** Task requirements **
Arrange the stretch of the listing below from the line containing "[locate] guitar neck" through the end of the listing as a Markdown table with the columns "Number" and "Entry", omitting blank lines. Number the rows consecutively and place each line in the Entry column.

** Extracted information **
########
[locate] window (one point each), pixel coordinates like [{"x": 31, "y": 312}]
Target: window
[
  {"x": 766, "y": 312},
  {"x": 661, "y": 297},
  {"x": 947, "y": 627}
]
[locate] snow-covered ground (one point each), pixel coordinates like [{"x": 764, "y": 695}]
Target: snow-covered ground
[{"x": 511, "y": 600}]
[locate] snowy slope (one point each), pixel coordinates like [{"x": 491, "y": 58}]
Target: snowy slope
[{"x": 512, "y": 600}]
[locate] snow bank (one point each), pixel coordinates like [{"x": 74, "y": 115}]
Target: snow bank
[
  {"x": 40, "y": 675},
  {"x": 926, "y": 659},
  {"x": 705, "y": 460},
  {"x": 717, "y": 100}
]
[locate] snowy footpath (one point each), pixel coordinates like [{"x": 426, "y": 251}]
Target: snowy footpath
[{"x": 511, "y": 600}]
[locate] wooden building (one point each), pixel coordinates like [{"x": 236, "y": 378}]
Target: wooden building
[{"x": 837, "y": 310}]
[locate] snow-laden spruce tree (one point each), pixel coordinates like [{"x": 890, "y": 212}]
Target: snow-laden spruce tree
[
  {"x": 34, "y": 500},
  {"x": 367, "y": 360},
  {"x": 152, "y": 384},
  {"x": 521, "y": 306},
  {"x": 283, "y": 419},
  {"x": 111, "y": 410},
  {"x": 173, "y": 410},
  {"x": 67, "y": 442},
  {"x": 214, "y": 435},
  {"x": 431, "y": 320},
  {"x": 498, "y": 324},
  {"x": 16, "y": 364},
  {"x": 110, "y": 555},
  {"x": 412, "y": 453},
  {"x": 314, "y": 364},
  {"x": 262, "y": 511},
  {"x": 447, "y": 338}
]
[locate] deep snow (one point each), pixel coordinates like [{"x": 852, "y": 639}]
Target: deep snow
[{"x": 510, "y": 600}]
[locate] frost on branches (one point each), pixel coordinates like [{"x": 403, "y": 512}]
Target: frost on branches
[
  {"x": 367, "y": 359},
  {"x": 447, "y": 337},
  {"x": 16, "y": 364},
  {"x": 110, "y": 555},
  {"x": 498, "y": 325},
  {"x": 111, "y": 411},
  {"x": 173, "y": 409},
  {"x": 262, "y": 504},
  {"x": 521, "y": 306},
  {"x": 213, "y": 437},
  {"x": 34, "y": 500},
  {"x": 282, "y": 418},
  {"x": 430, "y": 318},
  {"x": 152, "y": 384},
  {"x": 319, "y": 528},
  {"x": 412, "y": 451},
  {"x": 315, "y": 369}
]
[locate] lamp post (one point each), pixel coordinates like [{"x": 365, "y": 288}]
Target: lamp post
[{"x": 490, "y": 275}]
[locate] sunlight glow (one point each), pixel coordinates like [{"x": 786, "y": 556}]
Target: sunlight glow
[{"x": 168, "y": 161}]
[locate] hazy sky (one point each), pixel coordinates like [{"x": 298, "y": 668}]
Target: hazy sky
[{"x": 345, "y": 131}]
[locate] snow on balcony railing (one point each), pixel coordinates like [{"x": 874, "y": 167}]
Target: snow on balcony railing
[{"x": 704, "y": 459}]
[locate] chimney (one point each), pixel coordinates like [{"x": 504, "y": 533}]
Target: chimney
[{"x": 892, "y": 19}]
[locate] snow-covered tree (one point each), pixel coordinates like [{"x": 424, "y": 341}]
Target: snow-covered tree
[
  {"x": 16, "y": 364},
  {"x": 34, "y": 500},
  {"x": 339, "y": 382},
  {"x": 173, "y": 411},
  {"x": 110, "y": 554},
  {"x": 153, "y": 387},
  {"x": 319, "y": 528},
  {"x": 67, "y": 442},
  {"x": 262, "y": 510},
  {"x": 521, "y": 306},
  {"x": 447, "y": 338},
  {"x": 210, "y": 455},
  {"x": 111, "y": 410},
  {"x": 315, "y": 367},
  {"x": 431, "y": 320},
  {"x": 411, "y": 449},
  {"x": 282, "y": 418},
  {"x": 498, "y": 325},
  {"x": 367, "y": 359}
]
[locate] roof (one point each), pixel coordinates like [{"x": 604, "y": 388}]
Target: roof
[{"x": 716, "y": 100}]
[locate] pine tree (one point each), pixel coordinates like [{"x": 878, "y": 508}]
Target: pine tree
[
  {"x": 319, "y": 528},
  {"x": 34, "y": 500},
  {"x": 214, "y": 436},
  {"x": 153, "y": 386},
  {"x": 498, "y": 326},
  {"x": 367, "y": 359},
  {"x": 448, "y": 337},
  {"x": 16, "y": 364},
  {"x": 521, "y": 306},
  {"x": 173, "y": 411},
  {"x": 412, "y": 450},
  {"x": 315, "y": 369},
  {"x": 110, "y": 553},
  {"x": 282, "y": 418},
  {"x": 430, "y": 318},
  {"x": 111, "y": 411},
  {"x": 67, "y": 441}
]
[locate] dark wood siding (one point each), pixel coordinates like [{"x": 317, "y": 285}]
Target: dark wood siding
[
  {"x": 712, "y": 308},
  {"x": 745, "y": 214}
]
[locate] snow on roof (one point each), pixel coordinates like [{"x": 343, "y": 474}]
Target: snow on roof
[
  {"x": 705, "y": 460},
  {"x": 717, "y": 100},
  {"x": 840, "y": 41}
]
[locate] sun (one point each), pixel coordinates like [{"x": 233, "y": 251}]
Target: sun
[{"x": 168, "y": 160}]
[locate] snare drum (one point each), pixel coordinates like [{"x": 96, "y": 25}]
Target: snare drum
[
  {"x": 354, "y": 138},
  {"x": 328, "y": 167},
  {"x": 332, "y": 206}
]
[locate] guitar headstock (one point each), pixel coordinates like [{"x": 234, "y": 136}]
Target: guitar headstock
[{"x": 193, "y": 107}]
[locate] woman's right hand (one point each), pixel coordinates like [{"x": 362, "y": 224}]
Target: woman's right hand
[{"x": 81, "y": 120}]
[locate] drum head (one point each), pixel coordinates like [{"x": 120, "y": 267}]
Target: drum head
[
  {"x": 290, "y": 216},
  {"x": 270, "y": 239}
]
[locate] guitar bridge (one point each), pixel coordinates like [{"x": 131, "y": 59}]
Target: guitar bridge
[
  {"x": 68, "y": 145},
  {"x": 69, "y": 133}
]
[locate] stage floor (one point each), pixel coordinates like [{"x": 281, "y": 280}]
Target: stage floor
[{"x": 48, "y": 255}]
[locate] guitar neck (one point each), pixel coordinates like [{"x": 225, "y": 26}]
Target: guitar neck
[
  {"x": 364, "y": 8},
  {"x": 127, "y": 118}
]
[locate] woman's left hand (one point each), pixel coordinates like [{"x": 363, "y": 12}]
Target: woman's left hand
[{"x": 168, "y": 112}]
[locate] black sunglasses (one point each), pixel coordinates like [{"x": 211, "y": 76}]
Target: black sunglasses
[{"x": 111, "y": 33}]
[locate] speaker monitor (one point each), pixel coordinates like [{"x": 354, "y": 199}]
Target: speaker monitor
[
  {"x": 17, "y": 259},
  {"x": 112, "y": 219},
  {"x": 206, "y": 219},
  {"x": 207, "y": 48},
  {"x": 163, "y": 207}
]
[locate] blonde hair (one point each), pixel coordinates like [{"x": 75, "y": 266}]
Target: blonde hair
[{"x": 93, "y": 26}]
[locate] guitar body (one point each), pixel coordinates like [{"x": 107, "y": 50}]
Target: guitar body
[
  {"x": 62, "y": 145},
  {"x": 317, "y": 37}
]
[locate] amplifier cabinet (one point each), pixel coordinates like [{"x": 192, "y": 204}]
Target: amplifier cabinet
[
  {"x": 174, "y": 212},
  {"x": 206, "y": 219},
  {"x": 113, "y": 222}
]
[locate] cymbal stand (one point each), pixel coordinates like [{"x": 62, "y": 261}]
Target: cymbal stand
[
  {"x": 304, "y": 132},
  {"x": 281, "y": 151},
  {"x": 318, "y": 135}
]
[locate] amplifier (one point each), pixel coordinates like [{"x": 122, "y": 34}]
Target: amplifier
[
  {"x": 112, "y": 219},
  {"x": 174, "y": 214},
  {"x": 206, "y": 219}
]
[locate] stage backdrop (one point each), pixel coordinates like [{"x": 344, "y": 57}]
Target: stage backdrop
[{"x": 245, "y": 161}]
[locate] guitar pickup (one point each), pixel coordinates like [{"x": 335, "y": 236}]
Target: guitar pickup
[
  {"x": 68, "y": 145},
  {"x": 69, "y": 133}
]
########
** Problem solution **
| Number | Entry |
|---|---|
| 1 | [locate] guitar neck (one point each), pixel coordinates like [{"x": 225, "y": 26}] |
| 2 | Target: guitar neck |
| 3 | [ |
| 4 |   {"x": 364, "y": 8}, |
| 5 |   {"x": 127, "y": 118} |
| 6 | ] |
| 7 | [locate] woman's left hand (one point each), pixel coordinates like [{"x": 363, "y": 12}] |
| 8 | Target: woman's left hand |
| 9 | [{"x": 168, "y": 112}] |
| 10 | [locate] black sunglasses (one point each), pixel coordinates like [{"x": 211, "y": 76}] |
| 11 | Target: black sunglasses |
| 12 | [{"x": 111, "y": 33}] |
| 13 | [locate] speaker monitor (one point each), pixel coordinates like [{"x": 354, "y": 199}] |
| 14 | Target: speaker monitor |
| 15 | [ |
| 16 |   {"x": 17, "y": 259}, |
| 17 |   {"x": 112, "y": 219}, |
| 18 |   {"x": 206, "y": 219}, |
| 19 |   {"x": 207, "y": 48}, |
| 20 |   {"x": 163, "y": 207} |
| 21 | ] |
| 22 | [locate] blonde hair (one point each), pixel coordinates like [{"x": 75, "y": 266}] |
| 23 | Target: blonde hair |
| 24 | [{"x": 93, "y": 26}] |
| 25 | [locate] guitar body (one point each), pixel coordinates like [{"x": 107, "y": 50}] |
| 26 | Target: guitar body |
| 27 | [ |
| 28 |   {"x": 62, "y": 145}, |
| 29 |   {"x": 317, "y": 37} |
| 30 | ] |
| 31 | [locate] amplifier cabinet (one point each), pixel coordinates like [{"x": 192, "y": 204}] |
| 32 | Target: amplifier cabinet |
| 33 | [ |
| 34 |   {"x": 174, "y": 212}, |
| 35 |   {"x": 206, "y": 219}, |
| 36 |   {"x": 113, "y": 222} |
| 37 | ] |
| 38 | [locate] cymbal stand (one point each), pixel coordinates like [{"x": 62, "y": 261}] |
| 39 | Target: cymbal stand |
| 40 | [ |
| 41 |   {"x": 304, "y": 132}, |
| 42 |   {"x": 281, "y": 151}, |
| 43 |   {"x": 318, "y": 135} |
| 44 | ] |
| 45 | [locate] amplifier (one point each), pixel coordinates like [{"x": 122, "y": 34}] |
| 46 | Target: amplifier |
| 47 | [ |
| 48 |   {"x": 112, "y": 219}, |
| 49 |   {"x": 174, "y": 214}, |
| 50 |   {"x": 206, "y": 219} |
| 51 | ] |
| 52 | [locate] stage backdrop (one point each), pixel coordinates like [{"x": 344, "y": 57}] |
| 53 | Target: stage backdrop |
| 54 | [{"x": 245, "y": 161}] |
| 55 | [locate] guitar pickup (one point each), pixel coordinates like [{"x": 335, "y": 236}] |
| 56 | Target: guitar pickup |
| 57 | [ |
| 58 |   {"x": 68, "y": 145}, |
| 59 |   {"x": 69, "y": 133} |
| 60 | ] |